Activity 1
In the text below about the novel Downdrift, why does the Archaeon suppose that the change is a cultural phenomenon rather than genetic mutation? Answer in one to three sentences.
Activity 2
In the text below about the novel Downdrift, what is the name of the Boston house cat?

Study text
===
As the Archaeon watches, animals across the globe are infected with human emotions, a toxic disease resulting in behavioral change at a cellular level. Like any adaptive response, this change isn’t instantaneous, but, once begun, it is inevitable. Inhabiting all of these complex organisms, but nevertheless its own being, the Archaeon rides the evolutionary wave, delivering commentary as it dips its distributed consciousness into various hosts’ bodies. At the center are two particular felines—a Boston house cat named Callie and a lion from Africa’s savanna—who are compelled to seek each other out amid the changes within and around them.

Downdrift change is accelerated beyond anything the Archaeon’s long memory has seen before, leading the organism to posit that it’s not genetic mutation but a cultural phenomenon that’s transferred socially. Established early, this framework allows Drucker to plumb human social behavior in satirical and terrifying ways.

Sentient slime molds with their first crush won’t take no for an answer. Certain adult baboons pander to juveniles and mimic their behavior. Various small rodents engage in competing industries, vying for supremacy in fashion and adornment. And without the pressure of survival to provide basic drives, interspecies laws have made virtually everyone a vegetarian.

Laughing or crying, Drucker skewers the current cultural moment in a novel extrapolation of epic proportions. Taken to the furthest extreme, Downdrift is dogged by an urgent need to understand the difference between the domestic and the wild, measure it, and recalibrate its implications for survival.
===
Supplied records

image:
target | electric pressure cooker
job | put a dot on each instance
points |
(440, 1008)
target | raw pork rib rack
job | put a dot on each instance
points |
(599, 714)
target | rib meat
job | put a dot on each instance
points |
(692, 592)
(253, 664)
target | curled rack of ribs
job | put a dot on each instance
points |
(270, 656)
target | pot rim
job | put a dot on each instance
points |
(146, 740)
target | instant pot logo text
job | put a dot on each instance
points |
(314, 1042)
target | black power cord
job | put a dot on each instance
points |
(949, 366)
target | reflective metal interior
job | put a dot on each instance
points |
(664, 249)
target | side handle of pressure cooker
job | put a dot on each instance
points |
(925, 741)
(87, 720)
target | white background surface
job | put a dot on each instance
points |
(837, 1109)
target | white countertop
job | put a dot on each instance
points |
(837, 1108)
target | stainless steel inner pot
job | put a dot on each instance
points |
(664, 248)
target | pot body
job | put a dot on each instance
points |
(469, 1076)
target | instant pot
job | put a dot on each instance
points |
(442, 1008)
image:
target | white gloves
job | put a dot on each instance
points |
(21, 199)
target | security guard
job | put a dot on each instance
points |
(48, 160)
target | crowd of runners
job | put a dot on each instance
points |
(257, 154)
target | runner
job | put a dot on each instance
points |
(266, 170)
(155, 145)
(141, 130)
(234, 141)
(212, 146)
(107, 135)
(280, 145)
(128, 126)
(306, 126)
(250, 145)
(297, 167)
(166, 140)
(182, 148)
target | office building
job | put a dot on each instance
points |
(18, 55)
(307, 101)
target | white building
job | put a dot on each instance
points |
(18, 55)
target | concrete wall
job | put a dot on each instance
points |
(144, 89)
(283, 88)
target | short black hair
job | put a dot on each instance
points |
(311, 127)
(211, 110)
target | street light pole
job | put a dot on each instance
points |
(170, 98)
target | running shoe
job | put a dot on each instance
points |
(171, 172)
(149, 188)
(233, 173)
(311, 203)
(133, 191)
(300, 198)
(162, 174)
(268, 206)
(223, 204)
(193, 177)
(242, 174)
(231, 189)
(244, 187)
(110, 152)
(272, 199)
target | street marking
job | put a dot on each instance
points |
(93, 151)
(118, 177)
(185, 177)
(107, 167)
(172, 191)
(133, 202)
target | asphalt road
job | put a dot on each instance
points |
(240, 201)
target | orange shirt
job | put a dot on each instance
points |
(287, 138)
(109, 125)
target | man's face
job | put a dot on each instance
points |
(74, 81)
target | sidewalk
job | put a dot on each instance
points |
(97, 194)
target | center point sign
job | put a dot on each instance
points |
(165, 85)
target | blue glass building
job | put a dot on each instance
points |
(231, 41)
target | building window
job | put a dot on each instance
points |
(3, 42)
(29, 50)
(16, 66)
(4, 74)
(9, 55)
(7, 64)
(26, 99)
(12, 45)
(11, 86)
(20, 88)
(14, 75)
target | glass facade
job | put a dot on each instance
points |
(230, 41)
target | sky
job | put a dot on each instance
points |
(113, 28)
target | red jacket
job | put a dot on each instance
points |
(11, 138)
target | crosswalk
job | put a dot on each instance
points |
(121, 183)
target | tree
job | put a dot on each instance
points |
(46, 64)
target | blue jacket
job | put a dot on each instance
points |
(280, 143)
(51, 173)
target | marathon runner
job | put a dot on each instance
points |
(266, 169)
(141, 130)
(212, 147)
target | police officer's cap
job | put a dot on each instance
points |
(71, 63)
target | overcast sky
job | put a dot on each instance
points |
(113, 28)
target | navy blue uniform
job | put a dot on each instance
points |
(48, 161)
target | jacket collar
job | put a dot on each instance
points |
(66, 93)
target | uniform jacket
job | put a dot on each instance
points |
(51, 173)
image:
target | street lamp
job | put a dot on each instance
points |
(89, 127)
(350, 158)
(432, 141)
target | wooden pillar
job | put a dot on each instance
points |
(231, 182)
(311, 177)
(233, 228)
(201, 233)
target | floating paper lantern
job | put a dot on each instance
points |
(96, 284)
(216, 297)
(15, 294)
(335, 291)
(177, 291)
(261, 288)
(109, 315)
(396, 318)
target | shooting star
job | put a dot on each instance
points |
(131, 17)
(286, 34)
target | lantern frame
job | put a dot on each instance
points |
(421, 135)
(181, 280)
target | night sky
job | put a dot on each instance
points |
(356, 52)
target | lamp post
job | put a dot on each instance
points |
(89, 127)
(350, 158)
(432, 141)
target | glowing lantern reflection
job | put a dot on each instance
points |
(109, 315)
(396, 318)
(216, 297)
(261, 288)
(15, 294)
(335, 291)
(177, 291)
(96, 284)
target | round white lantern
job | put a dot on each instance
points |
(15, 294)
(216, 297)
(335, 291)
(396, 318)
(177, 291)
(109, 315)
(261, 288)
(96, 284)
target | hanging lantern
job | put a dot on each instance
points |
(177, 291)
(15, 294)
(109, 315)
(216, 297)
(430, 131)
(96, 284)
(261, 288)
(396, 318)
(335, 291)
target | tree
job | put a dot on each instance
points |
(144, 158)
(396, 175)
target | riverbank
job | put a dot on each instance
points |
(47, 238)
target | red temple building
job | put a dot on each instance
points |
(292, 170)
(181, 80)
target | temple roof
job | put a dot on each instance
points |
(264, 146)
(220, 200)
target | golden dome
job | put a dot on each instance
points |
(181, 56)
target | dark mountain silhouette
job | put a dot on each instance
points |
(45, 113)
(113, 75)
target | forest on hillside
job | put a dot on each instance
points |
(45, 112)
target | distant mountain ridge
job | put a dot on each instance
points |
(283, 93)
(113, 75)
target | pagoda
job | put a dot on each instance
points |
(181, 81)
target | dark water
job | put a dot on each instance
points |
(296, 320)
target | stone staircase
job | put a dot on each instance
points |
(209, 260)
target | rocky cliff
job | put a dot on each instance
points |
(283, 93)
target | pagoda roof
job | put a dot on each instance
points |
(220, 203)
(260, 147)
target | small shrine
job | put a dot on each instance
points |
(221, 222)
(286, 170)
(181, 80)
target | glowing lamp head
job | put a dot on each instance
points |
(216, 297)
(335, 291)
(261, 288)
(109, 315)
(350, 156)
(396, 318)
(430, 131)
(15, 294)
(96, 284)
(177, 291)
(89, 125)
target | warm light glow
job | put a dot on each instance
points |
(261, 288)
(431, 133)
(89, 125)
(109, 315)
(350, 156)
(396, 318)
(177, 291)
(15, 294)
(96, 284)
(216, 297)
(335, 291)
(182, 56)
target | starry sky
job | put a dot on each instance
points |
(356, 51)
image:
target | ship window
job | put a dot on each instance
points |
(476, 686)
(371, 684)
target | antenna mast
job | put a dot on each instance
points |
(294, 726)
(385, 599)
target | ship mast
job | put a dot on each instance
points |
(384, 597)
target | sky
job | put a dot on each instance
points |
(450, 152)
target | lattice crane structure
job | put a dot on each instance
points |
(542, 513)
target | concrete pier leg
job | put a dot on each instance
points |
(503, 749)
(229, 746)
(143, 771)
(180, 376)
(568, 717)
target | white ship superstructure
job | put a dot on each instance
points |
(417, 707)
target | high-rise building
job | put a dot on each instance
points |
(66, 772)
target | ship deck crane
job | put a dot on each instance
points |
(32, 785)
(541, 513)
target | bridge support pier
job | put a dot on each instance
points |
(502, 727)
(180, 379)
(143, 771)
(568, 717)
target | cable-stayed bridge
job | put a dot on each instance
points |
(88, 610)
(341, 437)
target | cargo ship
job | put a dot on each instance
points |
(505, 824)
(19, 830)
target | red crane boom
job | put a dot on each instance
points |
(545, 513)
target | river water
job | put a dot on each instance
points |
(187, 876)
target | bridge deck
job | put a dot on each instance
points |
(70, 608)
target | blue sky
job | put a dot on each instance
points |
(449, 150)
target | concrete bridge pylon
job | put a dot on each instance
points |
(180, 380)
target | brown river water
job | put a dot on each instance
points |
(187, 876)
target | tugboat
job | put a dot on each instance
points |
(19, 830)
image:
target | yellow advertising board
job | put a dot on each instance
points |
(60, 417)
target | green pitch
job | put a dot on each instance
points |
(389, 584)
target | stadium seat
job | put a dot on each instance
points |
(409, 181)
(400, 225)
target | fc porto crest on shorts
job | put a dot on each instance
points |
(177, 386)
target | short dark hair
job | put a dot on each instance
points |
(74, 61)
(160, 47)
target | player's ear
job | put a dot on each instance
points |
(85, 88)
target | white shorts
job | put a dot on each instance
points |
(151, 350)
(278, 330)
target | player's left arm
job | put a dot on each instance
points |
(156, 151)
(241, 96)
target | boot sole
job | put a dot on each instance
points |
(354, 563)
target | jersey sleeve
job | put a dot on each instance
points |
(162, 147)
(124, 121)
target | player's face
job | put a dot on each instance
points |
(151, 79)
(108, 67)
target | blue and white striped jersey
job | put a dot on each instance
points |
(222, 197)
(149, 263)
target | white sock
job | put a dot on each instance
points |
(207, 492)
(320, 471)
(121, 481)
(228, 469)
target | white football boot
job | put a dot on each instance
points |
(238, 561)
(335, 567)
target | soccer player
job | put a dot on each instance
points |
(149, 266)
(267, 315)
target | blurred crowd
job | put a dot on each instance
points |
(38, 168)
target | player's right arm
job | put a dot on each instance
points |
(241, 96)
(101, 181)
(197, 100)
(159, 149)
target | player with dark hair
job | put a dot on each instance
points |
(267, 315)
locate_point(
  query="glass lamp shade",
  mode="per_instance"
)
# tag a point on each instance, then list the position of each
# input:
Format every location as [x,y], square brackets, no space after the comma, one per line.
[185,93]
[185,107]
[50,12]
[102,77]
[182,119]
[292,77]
===
Response box 1
The change is happening faster than anything the Archaeon's long memory has ever seen. That speed leads it to think the change is passed along socially rather than through genetic mutation.

Response box 2
Callie.